Task → Copy out the line containing "Please indicate the woman's nose" and each line after it, through the last one in the material, exactly as written.

*** Records shown ***

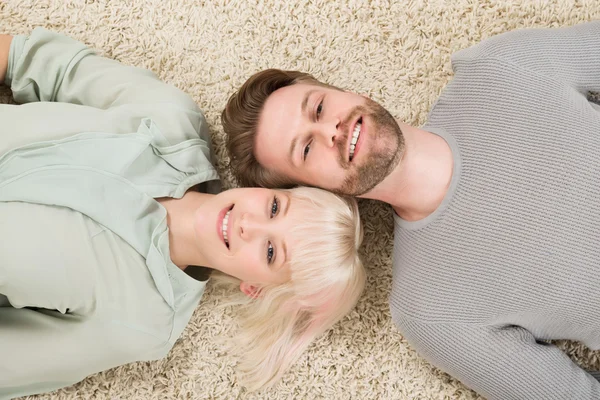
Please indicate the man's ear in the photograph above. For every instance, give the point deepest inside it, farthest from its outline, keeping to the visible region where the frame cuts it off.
(250, 290)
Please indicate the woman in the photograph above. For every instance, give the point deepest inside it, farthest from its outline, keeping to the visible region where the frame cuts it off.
(106, 199)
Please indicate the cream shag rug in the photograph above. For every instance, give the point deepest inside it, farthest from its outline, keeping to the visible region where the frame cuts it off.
(397, 52)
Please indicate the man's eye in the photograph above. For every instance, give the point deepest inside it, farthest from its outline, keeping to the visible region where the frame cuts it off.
(274, 207)
(270, 253)
(306, 150)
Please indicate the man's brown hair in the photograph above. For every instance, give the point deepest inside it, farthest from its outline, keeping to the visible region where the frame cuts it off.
(240, 121)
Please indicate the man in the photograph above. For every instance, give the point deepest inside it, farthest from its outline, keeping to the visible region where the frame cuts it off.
(497, 200)
(86, 277)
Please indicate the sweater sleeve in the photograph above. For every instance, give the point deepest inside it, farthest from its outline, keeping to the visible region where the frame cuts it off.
(569, 54)
(500, 363)
(50, 67)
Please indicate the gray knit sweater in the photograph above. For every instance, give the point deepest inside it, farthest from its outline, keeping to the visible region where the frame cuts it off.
(511, 258)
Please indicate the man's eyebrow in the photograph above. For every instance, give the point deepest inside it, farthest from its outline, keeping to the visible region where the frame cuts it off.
(303, 110)
(305, 101)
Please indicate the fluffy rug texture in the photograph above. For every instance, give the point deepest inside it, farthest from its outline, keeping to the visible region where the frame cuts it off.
(397, 52)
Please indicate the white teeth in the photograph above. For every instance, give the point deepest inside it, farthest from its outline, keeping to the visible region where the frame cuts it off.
(225, 222)
(355, 136)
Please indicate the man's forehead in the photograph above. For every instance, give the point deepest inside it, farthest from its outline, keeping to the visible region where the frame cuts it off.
(279, 121)
(290, 96)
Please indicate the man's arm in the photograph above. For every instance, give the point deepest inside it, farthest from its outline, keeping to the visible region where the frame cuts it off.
(5, 41)
(570, 54)
(500, 363)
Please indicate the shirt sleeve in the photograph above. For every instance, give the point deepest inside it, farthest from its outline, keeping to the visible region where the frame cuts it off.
(570, 54)
(504, 363)
(44, 350)
(50, 67)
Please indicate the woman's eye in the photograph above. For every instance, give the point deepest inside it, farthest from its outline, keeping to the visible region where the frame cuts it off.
(270, 253)
(274, 207)
(306, 150)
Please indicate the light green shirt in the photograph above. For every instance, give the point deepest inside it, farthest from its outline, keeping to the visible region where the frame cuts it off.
(86, 281)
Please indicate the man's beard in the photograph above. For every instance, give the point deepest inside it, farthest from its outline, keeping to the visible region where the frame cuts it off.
(386, 146)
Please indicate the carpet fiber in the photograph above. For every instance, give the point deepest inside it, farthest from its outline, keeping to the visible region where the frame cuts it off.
(397, 52)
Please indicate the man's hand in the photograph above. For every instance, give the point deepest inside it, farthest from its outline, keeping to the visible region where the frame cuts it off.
(5, 41)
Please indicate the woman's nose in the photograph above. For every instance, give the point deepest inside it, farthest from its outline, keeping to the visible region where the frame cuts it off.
(249, 226)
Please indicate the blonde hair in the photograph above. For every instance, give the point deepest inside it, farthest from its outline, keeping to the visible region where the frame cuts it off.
(240, 120)
(327, 279)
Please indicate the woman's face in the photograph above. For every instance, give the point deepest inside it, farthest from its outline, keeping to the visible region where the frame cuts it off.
(245, 233)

*** End of Records shown ***

Expected answer →
Please indicate the woman's nose in the photograph above. For every instance, give the point deepest inside it, farthest from its outline, keeping to the visible region where the frame cuts it off.
(249, 226)
Please indicate the blonde hair in the photograph above. For every instance, give the point deepest inside it, farthest from its outline, keeping to the visible region where the frame cuts it off.
(240, 120)
(327, 279)
Please indicate the woman's face in the photograph above. For every instance, give the point deepest inside it, farthest from its outline, keeping to the visible region where the frame cuts it off.
(245, 233)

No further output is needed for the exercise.